* Source text:
## Begin

Brent crude futures settled at $53.90 per barrel, down $1.82, or 3.27 percent after falling as low as $53.80. U.S. crude ended the session down $1.94, or 3.66 percent at $51.04 per barrel after hitting a low of $50.92.
Earlier, the U.S. Energy Information Administration reported that inventories at the Cushing, Oklahoma, hub rose for the sixth time in seven weeks.
Overall U.S. crude inventories fell 2.6 million barrels in the latest week, the data showed, much more than the decline of 1.6 million barrels analysts had forecast. [EIA/S]
Traders noted that most declines were in PADD 5, the West Coast, saying that did not truly reflect supply-demand fundamentals. Crude stocks in PADD 5 fell about 2.3 million barrels.
"This week really doesn`t point to an effort to clear inventories from PADD3 (Gulf Coast) like many expected," said Troy Vincent, analyst at New York-based ClipperData.

## End

* Dataset records:
## Begin

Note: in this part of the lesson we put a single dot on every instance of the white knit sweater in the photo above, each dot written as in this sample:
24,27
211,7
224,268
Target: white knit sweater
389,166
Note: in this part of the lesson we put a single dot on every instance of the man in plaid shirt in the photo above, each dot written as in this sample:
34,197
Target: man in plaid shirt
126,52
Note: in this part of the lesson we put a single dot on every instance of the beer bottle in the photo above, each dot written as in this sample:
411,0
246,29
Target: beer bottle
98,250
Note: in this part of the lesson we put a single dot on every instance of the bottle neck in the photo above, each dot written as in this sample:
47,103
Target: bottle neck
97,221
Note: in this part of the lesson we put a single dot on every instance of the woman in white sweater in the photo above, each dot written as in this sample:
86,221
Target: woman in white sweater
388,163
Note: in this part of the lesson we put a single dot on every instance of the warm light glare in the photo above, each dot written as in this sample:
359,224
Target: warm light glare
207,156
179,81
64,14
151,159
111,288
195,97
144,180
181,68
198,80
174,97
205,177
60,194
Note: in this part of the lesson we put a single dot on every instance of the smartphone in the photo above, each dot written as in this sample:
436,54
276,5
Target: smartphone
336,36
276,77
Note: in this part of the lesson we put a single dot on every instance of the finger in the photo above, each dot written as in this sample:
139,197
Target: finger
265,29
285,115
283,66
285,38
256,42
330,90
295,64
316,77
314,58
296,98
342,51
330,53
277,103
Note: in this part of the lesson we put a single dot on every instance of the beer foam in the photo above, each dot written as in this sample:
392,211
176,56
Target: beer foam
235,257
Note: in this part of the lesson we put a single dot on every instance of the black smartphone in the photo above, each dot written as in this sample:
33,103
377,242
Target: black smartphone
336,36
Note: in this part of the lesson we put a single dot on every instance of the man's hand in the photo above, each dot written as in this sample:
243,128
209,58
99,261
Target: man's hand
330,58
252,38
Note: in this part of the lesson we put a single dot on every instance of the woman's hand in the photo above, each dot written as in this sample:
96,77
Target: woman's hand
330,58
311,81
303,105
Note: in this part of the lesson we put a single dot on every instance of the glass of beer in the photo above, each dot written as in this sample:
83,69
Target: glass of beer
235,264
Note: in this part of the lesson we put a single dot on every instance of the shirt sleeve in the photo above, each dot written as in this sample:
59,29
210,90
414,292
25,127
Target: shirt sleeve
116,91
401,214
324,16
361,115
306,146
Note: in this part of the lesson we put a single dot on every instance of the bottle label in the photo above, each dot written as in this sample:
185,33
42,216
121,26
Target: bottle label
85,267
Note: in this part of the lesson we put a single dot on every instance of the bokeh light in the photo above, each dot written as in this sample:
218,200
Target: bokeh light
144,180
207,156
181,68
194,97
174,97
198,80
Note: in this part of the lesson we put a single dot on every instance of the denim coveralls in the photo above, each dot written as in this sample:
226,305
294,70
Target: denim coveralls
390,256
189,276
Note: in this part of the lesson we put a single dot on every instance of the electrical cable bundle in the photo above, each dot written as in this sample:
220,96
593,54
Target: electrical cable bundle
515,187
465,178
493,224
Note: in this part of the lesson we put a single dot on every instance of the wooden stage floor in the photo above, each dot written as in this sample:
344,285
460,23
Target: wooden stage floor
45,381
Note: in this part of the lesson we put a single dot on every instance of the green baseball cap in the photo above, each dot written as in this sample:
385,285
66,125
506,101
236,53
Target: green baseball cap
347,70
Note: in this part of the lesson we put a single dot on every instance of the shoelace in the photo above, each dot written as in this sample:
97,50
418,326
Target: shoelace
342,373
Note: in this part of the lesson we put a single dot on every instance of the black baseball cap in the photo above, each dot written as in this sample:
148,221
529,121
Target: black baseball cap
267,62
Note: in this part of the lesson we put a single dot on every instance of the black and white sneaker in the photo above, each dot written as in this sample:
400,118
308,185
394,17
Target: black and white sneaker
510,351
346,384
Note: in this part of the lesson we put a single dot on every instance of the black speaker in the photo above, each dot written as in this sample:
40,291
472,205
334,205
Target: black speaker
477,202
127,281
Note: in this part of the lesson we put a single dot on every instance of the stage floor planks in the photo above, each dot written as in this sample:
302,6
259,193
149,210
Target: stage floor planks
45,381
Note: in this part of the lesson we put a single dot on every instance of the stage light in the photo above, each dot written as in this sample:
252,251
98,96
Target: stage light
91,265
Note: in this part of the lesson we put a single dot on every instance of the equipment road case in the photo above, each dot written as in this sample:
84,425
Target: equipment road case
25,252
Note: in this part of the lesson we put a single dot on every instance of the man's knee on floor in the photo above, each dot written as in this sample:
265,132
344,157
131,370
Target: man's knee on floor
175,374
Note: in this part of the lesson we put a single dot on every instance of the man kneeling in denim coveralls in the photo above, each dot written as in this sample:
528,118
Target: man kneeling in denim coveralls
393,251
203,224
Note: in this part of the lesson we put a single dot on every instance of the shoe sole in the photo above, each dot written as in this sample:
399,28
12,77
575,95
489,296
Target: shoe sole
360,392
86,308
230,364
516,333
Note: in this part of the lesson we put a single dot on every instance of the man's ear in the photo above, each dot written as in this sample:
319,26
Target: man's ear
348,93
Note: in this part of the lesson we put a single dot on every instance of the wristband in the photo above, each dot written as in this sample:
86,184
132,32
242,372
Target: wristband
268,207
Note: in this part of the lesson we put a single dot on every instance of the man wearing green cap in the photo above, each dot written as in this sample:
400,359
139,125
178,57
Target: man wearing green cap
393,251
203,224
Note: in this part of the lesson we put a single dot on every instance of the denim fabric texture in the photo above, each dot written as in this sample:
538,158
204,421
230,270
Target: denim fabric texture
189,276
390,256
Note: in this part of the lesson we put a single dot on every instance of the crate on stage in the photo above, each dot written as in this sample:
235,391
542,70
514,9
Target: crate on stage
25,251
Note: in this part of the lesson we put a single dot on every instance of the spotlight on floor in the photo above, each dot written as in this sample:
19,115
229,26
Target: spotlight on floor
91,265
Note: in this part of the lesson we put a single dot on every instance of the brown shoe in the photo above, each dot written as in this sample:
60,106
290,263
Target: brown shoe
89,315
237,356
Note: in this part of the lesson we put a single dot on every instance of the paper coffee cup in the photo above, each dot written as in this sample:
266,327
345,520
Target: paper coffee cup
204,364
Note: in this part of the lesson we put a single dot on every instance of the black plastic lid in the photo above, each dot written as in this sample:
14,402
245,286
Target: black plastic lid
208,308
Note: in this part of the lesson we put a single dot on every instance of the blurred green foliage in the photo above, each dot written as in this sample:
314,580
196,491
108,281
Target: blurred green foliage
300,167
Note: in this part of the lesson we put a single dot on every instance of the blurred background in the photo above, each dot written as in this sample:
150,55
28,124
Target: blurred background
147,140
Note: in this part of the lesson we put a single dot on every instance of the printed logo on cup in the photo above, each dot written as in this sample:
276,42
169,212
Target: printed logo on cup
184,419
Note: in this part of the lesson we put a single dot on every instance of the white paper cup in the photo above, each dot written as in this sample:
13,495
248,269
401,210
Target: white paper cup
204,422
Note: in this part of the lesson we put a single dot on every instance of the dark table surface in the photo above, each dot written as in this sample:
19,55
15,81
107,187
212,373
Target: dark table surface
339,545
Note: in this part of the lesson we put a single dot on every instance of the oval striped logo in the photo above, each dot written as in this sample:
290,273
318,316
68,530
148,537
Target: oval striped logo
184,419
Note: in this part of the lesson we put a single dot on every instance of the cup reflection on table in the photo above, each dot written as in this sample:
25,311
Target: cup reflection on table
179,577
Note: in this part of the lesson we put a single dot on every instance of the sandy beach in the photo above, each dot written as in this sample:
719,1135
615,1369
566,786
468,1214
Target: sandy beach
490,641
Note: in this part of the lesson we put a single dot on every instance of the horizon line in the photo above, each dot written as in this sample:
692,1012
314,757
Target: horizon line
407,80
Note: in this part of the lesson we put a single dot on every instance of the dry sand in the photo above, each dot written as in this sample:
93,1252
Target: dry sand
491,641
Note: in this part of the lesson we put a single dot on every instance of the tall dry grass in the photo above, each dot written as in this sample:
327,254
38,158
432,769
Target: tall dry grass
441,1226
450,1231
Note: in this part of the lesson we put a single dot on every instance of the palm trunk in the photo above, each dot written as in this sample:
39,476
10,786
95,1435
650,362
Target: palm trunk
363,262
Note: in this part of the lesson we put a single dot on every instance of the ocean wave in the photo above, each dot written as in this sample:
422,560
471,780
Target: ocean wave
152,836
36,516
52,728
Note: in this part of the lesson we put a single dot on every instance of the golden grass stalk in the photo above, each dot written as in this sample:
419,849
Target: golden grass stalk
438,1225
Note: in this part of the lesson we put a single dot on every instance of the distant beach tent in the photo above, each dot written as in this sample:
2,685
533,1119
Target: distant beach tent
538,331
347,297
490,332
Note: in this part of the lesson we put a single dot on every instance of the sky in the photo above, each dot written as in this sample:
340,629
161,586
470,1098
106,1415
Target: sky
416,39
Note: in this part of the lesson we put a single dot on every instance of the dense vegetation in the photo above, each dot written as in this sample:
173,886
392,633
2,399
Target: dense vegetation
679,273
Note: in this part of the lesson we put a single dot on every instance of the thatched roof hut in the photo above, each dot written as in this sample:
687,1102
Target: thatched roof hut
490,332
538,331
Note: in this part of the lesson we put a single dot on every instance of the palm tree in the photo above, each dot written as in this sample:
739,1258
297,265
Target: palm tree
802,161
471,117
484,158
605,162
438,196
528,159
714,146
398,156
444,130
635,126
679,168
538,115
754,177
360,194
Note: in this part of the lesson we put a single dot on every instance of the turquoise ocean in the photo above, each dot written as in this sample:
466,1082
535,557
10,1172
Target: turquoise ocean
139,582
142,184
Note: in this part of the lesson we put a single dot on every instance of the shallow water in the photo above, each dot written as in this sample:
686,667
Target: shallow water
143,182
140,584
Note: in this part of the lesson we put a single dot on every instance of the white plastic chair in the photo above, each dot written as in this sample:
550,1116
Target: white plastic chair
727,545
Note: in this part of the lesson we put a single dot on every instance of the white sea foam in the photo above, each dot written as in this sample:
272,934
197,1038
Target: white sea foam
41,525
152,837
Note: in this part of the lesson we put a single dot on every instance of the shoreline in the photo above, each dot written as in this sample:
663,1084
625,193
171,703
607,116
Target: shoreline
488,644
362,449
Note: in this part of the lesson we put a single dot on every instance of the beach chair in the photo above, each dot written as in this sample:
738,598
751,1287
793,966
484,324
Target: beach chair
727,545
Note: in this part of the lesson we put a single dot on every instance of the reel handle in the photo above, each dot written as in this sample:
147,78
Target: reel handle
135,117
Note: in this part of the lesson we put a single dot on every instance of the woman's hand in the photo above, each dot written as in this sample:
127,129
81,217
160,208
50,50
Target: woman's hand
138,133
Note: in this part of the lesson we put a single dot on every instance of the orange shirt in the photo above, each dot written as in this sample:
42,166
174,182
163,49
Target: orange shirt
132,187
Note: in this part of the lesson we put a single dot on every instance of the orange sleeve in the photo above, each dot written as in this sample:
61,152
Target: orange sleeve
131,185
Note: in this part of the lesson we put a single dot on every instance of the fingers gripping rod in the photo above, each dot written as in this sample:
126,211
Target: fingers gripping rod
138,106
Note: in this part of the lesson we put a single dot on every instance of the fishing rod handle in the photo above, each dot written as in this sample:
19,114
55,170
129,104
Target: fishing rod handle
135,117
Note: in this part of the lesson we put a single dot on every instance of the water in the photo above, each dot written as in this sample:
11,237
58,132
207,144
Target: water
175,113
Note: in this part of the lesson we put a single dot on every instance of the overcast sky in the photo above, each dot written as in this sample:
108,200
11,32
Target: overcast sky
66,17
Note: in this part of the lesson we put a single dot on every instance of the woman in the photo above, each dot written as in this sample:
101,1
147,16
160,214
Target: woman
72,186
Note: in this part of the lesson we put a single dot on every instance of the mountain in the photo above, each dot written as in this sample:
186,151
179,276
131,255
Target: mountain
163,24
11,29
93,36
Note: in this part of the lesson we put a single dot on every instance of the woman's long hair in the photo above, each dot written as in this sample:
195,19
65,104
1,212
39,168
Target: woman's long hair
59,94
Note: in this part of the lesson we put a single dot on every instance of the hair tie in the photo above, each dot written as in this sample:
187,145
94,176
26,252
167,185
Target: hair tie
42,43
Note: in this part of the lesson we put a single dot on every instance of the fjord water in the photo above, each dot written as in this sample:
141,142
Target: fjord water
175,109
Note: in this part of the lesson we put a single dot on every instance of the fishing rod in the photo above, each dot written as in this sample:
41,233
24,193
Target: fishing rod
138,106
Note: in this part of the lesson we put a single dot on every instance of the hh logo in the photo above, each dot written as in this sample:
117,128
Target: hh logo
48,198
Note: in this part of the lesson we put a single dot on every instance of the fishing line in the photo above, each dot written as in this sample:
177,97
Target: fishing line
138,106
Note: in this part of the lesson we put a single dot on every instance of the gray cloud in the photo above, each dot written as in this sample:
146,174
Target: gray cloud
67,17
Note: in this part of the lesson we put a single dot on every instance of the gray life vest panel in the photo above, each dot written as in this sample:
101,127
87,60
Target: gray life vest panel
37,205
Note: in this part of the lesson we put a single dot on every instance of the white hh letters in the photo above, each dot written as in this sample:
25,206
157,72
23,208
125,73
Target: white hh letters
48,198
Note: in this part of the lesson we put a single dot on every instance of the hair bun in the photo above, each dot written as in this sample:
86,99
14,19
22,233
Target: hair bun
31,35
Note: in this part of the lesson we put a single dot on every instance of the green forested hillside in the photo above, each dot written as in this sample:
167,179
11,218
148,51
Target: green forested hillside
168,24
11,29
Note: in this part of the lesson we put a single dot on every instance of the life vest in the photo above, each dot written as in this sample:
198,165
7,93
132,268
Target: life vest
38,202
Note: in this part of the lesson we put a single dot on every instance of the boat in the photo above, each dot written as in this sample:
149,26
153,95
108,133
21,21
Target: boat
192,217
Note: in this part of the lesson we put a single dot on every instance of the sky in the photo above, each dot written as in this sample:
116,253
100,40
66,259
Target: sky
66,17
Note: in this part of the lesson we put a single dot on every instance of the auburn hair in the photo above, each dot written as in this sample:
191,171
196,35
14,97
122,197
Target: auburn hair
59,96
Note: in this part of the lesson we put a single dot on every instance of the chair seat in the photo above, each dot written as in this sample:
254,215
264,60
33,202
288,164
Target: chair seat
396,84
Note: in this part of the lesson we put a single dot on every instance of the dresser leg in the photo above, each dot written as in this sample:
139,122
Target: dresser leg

## End

* What is asked:
(A) According to the oil market report, why did traders say the latest drop in U.S. crude inventories did not truly reflect supply-demand fundamentals? Answer in one to three sentences.
(B) Decide whether each statement agrees with the oil market report. Answer yes or no for each, and quote the exact words of the report that decide it.
(i) Brent crude futures settled at $53.90 per barrel.
(ii) Overall U.S. crude inventories fell by less than analysts had forecast.
(iii) Inventories at the Cushing, Oklahoma, hub rose for the sixth time in seven weeks.
(C) Retype the part of the oil market report between "Brent crude futures" and "2.3 million barrels.", inclusive.

* Results by task:
(A) Traders said this because most of the declines were in PADD 5, the West Coast. Crude stocks there fell about 2.3 million barrels of the overall 2.6 million barrel drop.

(B)
(i) Yes: "Brent crude futures settled at $53.90 per barrel"
(ii) No: "much more than the decline of 1.6 million barrels analysts had forecast"
(iii) Yes: "inventories at the Cushing, Oklahoma, hub rose for the sixth time in seven weeks"

(C)
Brent crude futures settled at $53.90 per barrel, down $1.82, or 3.27 percent after falling as low as $53.80. U.S. crude ended the session down $1.94, or 3.66 percent at $51.04 per barrel after hitting a low of $50.92.
Earlier, the U.S. Energy Information Administration reported that inventories at the Cushing, Oklahoma, hub rose for the sixth time in seven weeks.
Overall U.S. crude inventories fell 2.6 million barrels in the latest week, the data showed, much more than the decline of 1.6 million barrels analysts had forecast. [EIA/S]
Traders noted that most declines were in PADD 5, the West Coast, saying that did not truly reflect supply-demand fundamentals. Crude stocks in PADD 5 fell about 2.3 million barrels.